- **Short problem**:
Restate the whole listing exactly.

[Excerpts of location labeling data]
>> start
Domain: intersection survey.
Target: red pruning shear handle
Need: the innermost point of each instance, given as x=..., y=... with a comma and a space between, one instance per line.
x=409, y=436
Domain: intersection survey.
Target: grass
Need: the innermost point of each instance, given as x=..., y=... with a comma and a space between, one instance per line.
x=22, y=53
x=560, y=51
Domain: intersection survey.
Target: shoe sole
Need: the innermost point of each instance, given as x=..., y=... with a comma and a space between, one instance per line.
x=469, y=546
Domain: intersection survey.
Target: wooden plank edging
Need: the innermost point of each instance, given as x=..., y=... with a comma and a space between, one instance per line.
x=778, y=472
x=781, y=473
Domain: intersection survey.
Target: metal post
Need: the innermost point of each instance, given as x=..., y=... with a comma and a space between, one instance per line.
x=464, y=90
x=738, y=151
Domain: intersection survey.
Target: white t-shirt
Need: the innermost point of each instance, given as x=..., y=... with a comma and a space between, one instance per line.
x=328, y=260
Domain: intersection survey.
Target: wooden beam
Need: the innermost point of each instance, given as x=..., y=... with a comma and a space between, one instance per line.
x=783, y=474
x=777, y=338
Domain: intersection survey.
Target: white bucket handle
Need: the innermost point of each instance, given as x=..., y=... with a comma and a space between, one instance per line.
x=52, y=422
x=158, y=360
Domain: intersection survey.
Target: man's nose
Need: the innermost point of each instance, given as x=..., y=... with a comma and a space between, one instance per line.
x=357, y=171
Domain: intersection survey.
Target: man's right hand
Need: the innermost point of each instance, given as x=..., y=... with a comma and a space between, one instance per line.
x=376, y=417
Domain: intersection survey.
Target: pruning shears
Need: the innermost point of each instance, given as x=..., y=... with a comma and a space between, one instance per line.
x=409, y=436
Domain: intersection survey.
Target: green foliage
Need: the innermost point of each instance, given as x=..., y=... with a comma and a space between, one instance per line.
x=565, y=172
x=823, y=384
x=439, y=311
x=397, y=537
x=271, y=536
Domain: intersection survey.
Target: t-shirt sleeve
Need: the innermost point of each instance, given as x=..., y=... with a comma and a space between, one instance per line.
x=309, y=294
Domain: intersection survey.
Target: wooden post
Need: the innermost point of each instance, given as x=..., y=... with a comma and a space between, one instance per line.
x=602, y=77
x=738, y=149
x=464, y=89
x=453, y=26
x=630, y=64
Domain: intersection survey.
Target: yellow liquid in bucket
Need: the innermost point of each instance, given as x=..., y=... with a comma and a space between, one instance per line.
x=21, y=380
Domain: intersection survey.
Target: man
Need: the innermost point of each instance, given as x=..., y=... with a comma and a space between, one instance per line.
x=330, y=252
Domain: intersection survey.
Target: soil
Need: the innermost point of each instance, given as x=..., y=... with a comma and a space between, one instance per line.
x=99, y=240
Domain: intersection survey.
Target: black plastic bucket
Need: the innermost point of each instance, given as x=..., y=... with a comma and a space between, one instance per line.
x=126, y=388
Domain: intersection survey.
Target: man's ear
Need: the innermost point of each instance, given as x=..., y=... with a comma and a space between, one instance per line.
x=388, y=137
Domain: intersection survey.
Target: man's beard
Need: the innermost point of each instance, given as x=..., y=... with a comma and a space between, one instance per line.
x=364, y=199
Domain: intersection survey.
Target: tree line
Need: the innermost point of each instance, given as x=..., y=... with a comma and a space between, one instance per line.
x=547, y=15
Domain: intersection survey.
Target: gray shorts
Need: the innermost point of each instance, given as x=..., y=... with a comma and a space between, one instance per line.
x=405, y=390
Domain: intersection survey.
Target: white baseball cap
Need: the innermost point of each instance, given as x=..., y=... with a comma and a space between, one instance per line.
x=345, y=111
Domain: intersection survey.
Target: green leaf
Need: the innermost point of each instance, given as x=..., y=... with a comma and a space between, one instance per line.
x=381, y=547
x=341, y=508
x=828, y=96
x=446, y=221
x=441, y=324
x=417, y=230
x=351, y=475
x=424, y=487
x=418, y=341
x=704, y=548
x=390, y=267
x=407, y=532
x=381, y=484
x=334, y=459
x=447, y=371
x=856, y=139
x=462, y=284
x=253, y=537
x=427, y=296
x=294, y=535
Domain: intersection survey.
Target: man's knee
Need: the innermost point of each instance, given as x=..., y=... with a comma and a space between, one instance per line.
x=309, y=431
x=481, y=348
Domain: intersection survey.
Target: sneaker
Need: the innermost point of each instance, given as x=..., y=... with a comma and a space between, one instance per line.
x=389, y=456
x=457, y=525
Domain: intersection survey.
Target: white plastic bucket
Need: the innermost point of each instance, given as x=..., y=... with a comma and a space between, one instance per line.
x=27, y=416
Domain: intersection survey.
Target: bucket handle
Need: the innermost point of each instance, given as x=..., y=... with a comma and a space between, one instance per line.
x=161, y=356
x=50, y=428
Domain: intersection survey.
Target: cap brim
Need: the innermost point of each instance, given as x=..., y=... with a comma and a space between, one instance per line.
>> end
- **Solution to the exercise**:
Domain: intersection survey.
Target: red pruning shear handle
Need: the innermost point of each instance, given as x=..., y=... with a comma and a space between, one instance per line.
x=409, y=436
Domain: intersection survey.
Target: grass
Need: the innermost point of each instance, given as x=..., y=... with a comma and a space between, one instance per line.
x=22, y=53
x=560, y=51
Domain: intersection survey.
Target: shoe sole
Need: the innermost point of each instance, given as x=..., y=... with a comma and a space between, one instance per line.
x=469, y=546
Domain: intersection survey.
Target: wooden plank edging
Need: the innermost point of each instance, given as x=..., y=... with a comma and a space between, one instance per line.
x=778, y=472
x=781, y=473
Domain: intersection survey.
Target: metal post
Need: the innermost point of each instance, given as x=..., y=... with a comma and a space between, one instance per line.
x=464, y=90
x=738, y=151
Domain: intersection survey.
Target: white t-shirt
Need: the innermost point of each instance, given as x=..., y=... with a comma and a space between, one instance per line.
x=328, y=260
Domain: intersection survey.
Target: wooden beam
Need: the innermost point of each instance, given as x=..., y=... with a comma and a space between, one instance per line.
x=783, y=474
x=777, y=338
Domain: intersection survey.
Target: white bucket handle
Need: the innermost point of each instance, given as x=..., y=... with a comma and a space between, one instance per line.
x=52, y=422
x=158, y=360
Domain: intersection survey.
Target: man's nose
Need: the innermost point of each instance, given as x=..., y=... with a comma and a space between, one instance per line.
x=357, y=171
Domain: intersection survey.
Target: man's right hand
Need: the innermost point of each instance, given as x=..., y=... with a comma and a space between, one instance per line.
x=376, y=417
Domain: intersection survey.
Target: pruning shears
Need: the innermost point of each instance, given as x=..., y=... with a comma and a space between, one instance per line.
x=409, y=436
Domain: intersection survey.
Target: green foliage
Need: the innermost point of each instance, given as x=..., y=... with a comma and a space between, one instance per line.
x=565, y=172
x=823, y=384
x=439, y=311
x=397, y=537
x=271, y=536
Domain: intersection survey.
Target: t-shirt sleeve
Need: the innermost point of each instance, given as x=..., y=... with a comma and a space between, one instance per line.
x=309, y=294
Domain: intersection survey.
Target: wooden post
Need: the innermost point of each instance, given as x=..., y=... with a comma and a space between, one instance per line.
x=602, y=77
x=738, y=149
x=464, y=89
x=453, y=26
x=630, y=64
Domain: intersection survey.
Target: yellow liquid in bucket
Need: the innermost point of each instance, given as x=..., y=... with a comma and a space between, one instance per line.
x=21, y=380
Domain: intersection survey.
Target: man
Need: the innermost point of each instance, given as x=..., y=... with a comma and a space between, one instance per line.
x=330, y=252
Domain: intersection survey.
Target: soil
Need: the innermost point of each instance, given as x=..., y=... with a comma and a space between, one instance per line.
x=99, y=240
Domain: intersection survey.
Target: black plastic bucket
Need: the innermost point of each instance, given as x=..., y=... with a comma and a space between, one instance per line.
x=126, y=388
Domain: intersection survey.
Target: man's ear
Need: the innermost point of each instance, given as x=..., y=... with a comma and a space between, one instance per line.
x=388, y=137
Domain: intersection survey.
Target: man's beard
Need: the innermost point of each instance, given as x=..., y=... with a comma and a space between, one instance per line.
x=364, y=199
Domain: intersection survey.
Target: tree line
Need: the innermost point of each instance, given as x=..., y=... with a comma and a space between, one instance per line.
x=547, y=15
Domain: intersection survey.
Target: gray shorts
Need: the innermost point of each instance, given as x=..., y=... with a comma and a space between, one instance per line.
x=405, y=390
Domain: intersection survey.
Target: white baseball cap
Need: the innermost point of each instance, given as x=..., y=... with a comma and a space between, one instance per line.
x=345, y=111
Domain: intersection survey.
Target: green leaf
Need: the innermost point of each instance, given as x=..., y=... with a comma and a space between, one instance per line.
x=381, y=547
x=341, y=508
x=828, y=96
x=446, y=221
x=441, y=324
x=417, y=230
x=351, y=475
x=424, y=487
x=418, y=341
x=704, y=548
x=390, y=267
x=407, y=532
x=381, y=484
x=334, y=459
x=447, y=371
x=856, y=139
x=462, y=284
x=253, y=537
x=427, y=296
x=294, y=535
Domain: intersection survey.
Target: man's knee
Need: the innermost point of each instance, given as x=..., y=... with a comma and a space between, one instance per line.
x=309, y=431
x=481, y=348
Domain: intersection survey.
Target: sneaker
Need: the innermost point of each instance, given as x=..., y=... with a comma and a space between, one instance per line.
x=389, y=456
x=457, y=525
Domain: intersection survey.
Target: white plastic bucket
Need: the innermost point of each instance, given as x=..., y=... with a comma and a space between, one instance per line.
x=27, y=416
Domain: intersection survey.
Target: bucket handle
Need: the innermost point of each instance, given as x=..., y=... with a comma and a space between, one instance per line.
x=161, y=356
x=50, y=428
Domain: intersection survey.
Target: cap brim
Need: the innermost point of each instance, given as x=..., y=... with a comma and a space between, one instance per line.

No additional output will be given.